Please repeat the line that has "pixel 519 126" and all lines after it, exactly as they appear, through the end of the entries.
****
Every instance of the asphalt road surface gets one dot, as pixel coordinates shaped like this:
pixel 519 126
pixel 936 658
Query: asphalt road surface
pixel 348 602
****
▶ **Response**
pixel 519 126
pixel 936 658
Query: asphalt road surface
pixel 348 602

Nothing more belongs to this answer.